_Short problem 1:_ From the piece on Democratic lobbyists, return the passage that begins at the words "Donald Trump's pledge" and stops after "out of power.".
_Short problem 2:_ In the piece on Democratic lobbyists, whom has Jamie Gorelick been hired to represent?

_Text provided:_
····················

Donald Trump's pledge to drain the swamp in Washington has already turned out to be a cruel hoax on the working class voters who believed it, as his transition quickly leaned on insider lobbyists and his administration is filling with the corporate elites and Goldman Sachs bankers he attacked during the campaign. But you might think that at least Democratic Party-affiliated lobbyists would suffer some in a city where lobby firms even color-code their rosters, red for Republicans and blue for Democrats, because lobbying is often based on revolving door partisan appeals, and the Democrats are completely out of power.
But homo lobbius is a resilient species, and top Democratic lobbyists are pursuing their survival strategies.
For example, Democratic mega-lobbyist Tony Podesta (disclosure: my wonderful landlord in the early nineties) is publicly fawning over the Trump family, informing the Boston Globe that daughter Ivanka Trump "is a great businesswoman. She is a really interesting person..." and telling the New York Times that "[i]t will be great" to have Ivanka's family living in his Kalorama neighborhood.
But long-time Democratic power lawyer-lobbyist Jamie Gorelick has gone a step further: It emerged over the weekend that she has been hired to represent Ivanka's husband, Jared Kushner, as he addresses the legal ethics issues related to him joining Donald Trump's administration. Kushner, a real estate executive with no government experience, has just been named to serve in the White House job as senior adviser to Trump. Kushner, according to the Times, "has been described by numerous transition staff members as the first among equals in Mr. Trump's high command."
Some experts on legal ethics and Democrats in Congress have argued that Trump appointing Kushner might violate a federal law barring the hiring of family members, including sons-in-law, for federal jobs, a law enacted after President John F. Kennedy installed his brother Robert as attorney general. Gorelick has been making the rounds, speaking on a Trump transition conference call with reporters, insisting that the White House is not a federal agency within the coverage of this anti-nepotism law and explaining how Kushner will divest and restructure assets to avoid conflicts of interest.

····················

_Material supplied:_
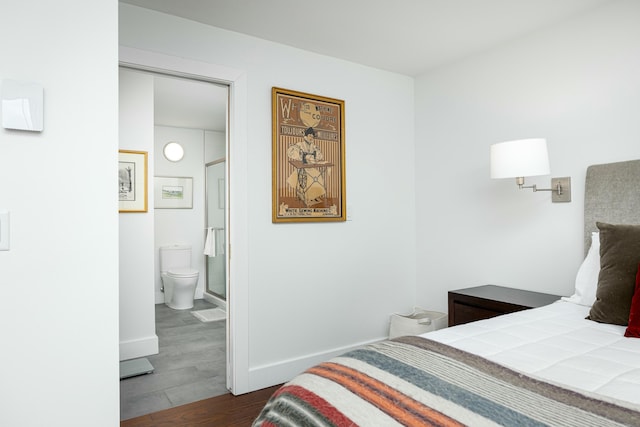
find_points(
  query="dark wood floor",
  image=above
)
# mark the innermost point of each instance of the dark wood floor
(221, 411)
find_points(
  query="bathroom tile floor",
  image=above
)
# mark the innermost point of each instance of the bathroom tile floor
(190, 366)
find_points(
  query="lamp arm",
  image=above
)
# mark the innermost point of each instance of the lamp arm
(520, 183)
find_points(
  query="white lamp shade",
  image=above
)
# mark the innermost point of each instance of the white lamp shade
(520, 158)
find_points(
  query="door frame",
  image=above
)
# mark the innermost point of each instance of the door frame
(237, 300)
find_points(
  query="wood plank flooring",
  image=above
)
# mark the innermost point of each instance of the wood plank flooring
(222, 411)
(190, 366)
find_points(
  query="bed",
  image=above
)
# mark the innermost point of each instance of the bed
(575, 362)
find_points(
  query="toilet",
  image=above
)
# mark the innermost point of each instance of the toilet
(178, 278)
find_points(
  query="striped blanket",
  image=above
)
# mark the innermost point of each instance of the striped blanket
(412, 381)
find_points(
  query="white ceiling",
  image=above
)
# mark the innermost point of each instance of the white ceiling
(405, 36)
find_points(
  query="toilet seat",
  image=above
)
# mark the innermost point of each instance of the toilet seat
(182, 273)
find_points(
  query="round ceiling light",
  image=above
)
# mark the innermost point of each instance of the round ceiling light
(173, 151)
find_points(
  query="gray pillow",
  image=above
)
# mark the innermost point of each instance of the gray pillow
(619, 258)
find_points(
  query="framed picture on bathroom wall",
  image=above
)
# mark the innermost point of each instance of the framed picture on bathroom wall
(308, 157)
(173, 192)
(132, 181)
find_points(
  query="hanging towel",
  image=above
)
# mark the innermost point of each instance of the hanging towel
(219, 241)
(210, 243)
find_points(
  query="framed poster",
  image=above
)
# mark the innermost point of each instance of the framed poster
(173, 192)
(132, 181)
(308, 166)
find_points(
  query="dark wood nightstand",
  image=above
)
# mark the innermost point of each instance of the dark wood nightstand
(483, 302)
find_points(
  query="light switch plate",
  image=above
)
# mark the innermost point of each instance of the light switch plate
(565, 184)
(4, 230)
(22, 105)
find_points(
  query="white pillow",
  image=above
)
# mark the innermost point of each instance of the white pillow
(587, 276)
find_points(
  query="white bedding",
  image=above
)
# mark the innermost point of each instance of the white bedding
(557, 344)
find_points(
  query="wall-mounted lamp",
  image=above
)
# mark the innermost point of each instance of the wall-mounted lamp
(527, 157)
(173, 151)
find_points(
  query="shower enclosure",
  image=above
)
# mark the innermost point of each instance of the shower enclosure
(216, 286)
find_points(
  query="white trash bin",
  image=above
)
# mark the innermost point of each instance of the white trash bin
(416, 323)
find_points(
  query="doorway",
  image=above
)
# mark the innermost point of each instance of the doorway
(179, 108)
(216, 283)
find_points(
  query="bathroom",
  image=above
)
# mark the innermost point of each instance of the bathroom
(161, 110)
(185, 222)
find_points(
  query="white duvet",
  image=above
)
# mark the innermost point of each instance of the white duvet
(557, 344)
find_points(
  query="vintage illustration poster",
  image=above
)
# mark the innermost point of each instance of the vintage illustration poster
(308, 157)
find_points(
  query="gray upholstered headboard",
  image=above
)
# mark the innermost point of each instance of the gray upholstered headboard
(612, 195)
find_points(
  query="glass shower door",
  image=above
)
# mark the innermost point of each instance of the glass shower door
(216, 264)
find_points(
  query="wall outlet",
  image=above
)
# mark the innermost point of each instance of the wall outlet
(4, 230)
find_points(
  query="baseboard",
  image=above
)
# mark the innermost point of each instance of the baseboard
(278, 373)
(138, 348)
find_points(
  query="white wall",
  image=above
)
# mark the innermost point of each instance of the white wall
(137, 314)
(310, 289)
(575, 84)
(59, 359)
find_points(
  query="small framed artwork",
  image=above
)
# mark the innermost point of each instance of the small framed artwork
(132, 181)
(173, 192)
(308, 158)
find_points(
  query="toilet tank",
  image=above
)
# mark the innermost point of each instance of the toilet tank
(175, 257)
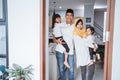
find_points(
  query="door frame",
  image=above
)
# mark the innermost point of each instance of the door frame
(108, 44)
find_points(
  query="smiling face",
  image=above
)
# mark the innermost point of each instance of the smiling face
(79, 25)
(69, 18)
(58, 20)
(89, 32)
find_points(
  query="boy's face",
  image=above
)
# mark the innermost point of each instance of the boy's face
(69, 18)
(89, 32)
(58, 20)
(80, 25)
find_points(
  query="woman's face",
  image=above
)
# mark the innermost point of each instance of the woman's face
(58, 20)
(79, 25)
(89, 32)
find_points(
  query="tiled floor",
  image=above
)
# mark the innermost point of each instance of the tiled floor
(98, 73)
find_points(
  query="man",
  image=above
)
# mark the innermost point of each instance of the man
(67, 33)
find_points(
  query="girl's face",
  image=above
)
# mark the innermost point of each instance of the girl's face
(58, 20)
(89, 32)
(79, 25)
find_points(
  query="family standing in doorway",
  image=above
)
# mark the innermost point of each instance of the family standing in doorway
(69, 36)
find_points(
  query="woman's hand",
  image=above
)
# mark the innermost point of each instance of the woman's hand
(95, 48)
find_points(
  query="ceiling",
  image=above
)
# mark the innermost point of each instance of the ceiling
(74, 4)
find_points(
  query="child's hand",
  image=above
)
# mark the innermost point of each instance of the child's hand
(59, 41)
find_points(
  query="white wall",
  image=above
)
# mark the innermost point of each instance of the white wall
(99, 17)
(116, 43)
(24, 34)
(77, 13)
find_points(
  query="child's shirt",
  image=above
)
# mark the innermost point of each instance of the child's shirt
(57, 30)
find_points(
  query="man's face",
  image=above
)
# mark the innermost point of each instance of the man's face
(69, 18)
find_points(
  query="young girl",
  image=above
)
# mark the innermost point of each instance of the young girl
(57, 34)
(88, 37)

····················

_Complete output 1:_
Donald Trump's pledge to drain the swamp in Washington has already turned out to be a cruel hoax on the working class voters who believed it, as his transition quickly leaned on insider lobbyists and his administration is filling with the corporate elites and Goldman Sachs bankers he attacked during the campaign. But you might think that at least Democratic Party-affiliated lobbyists would suffer some in a city where lobby firms even color-code their rosters, red for Republicans and blue for Democrats, because lobbying is often based on revolving door partisan appeals, and the Democrats are completely out of power.

_Complete output 2:_ Jared Kushner, Ivanka Trump's husband.